#### Provided passage
────────────────
Student group funding should be just the sort of universally important issue around which the council can galvanize student support, so it is particularly unfortunate that there was such low turnout in last spring's referendum. The council was correct to hold off discussion of the term bill hike until a better, more publicized referendum of the students is executed--if students two years ago could get riled up over grapes, money out of their own pockets should be more than enough to motivate folks to vote. Only once the majority of students are shown to approve of the fee increase should the council feel licensed to move forward with the recommendation.

Student approval is vital, but it is not the only concern. The council budget committee should draft a resolution that will raise the percentage of council funds that are earmarked for student groups. The current 60 percent is a good start, and the actual allocation of 67.5 percent this year is encouraging, but if the council is best understood as a clearinghouse for student-group funds that currently runs some mediocre campus-wide events, 80 percent of the fees should go to student groups. Twenty percent of the proposed new fee would give the council a reasonable increase over their current discretionary budget and a chance to impress in their ability to host events. If the discretionary funds of the council grow out of proportion to student-group funds, however, this will prove the worst nightmare of an ineffective and unrepresentative council legislating more money toward their own, oft-misguided efforts. Students and student groups, not council discretionary funds, should be the beneficiaries of any increase.
────────────────
[Labeled shape records]
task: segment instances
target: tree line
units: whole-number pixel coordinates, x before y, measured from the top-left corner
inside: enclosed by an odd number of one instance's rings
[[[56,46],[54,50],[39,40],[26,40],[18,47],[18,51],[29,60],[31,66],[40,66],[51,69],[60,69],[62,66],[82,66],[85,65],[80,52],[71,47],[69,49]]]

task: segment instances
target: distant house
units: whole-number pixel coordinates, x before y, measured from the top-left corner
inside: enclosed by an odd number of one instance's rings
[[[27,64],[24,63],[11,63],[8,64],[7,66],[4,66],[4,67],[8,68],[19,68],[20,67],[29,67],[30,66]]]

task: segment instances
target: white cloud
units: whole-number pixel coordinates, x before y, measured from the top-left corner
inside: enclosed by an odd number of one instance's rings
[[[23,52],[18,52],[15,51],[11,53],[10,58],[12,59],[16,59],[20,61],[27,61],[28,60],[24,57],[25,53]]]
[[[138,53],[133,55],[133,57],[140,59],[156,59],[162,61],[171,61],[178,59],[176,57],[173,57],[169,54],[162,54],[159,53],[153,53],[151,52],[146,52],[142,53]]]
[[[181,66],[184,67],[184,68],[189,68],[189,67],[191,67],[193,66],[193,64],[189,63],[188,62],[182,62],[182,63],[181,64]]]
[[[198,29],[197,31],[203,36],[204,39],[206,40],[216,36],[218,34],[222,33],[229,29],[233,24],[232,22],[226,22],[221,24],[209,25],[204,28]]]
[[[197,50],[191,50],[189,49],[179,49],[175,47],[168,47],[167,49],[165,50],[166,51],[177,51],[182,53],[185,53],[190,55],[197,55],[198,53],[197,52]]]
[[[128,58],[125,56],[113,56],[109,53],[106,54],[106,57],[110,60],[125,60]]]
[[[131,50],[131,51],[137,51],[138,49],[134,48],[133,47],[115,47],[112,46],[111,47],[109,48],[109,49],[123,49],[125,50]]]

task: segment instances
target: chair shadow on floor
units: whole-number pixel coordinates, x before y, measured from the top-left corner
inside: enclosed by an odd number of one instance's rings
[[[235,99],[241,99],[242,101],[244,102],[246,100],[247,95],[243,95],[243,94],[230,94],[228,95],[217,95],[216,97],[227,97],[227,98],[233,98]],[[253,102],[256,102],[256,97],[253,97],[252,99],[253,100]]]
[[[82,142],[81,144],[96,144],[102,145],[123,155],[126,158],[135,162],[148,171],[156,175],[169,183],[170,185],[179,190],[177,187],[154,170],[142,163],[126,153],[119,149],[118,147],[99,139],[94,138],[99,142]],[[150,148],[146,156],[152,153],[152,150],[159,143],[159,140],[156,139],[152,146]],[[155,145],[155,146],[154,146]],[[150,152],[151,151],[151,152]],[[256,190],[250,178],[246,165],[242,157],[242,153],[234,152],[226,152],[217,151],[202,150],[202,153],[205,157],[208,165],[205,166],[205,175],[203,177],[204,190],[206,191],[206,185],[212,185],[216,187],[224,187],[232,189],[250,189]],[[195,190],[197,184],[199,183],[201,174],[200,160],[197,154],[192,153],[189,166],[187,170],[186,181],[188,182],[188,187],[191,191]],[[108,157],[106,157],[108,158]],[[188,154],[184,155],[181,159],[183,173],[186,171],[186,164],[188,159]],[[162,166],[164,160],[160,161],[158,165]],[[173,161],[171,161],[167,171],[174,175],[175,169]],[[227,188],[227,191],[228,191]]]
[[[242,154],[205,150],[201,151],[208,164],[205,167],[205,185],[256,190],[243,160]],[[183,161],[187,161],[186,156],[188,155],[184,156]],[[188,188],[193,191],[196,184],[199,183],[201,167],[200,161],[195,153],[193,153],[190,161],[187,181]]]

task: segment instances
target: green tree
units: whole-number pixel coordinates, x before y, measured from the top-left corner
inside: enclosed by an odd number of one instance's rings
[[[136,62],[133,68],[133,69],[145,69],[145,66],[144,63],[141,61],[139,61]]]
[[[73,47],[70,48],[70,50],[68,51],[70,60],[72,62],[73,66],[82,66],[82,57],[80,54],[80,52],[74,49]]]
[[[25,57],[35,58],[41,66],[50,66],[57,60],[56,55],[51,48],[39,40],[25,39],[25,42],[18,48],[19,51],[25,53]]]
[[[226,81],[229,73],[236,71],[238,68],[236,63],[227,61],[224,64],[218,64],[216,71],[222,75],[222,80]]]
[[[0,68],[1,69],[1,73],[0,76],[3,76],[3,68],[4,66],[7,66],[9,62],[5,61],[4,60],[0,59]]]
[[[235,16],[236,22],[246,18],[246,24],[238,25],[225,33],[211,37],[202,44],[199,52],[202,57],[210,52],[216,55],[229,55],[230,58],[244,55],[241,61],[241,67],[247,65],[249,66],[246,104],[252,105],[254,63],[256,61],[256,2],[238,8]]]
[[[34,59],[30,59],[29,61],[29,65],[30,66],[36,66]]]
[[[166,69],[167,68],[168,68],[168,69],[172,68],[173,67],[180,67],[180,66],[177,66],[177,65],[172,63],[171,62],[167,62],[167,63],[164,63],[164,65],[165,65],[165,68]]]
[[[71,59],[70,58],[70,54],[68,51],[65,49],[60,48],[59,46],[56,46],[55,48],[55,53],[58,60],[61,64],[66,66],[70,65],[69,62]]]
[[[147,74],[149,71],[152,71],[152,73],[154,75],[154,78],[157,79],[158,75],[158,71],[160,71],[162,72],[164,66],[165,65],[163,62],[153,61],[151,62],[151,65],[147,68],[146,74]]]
────────────────
Continue the passage on student group funding, starting right after its final sentence.

#### Response below
Additionally, the council would go a long way towards increasing its legitimacy if it decreased its size once and for all. Uncontested elections diminish the council members' need to be responsive to their constituents. Reducing the number of seats and making elections more competitive would force candidates to actively seek out and respond to the concerns of students.

Seton's proposal to increase student group funding has merit. We are glad that the council is seeking student opinion, but we simply need guarantees that the money will go to student groups and that the council itself will be reformed before we can support the proposal.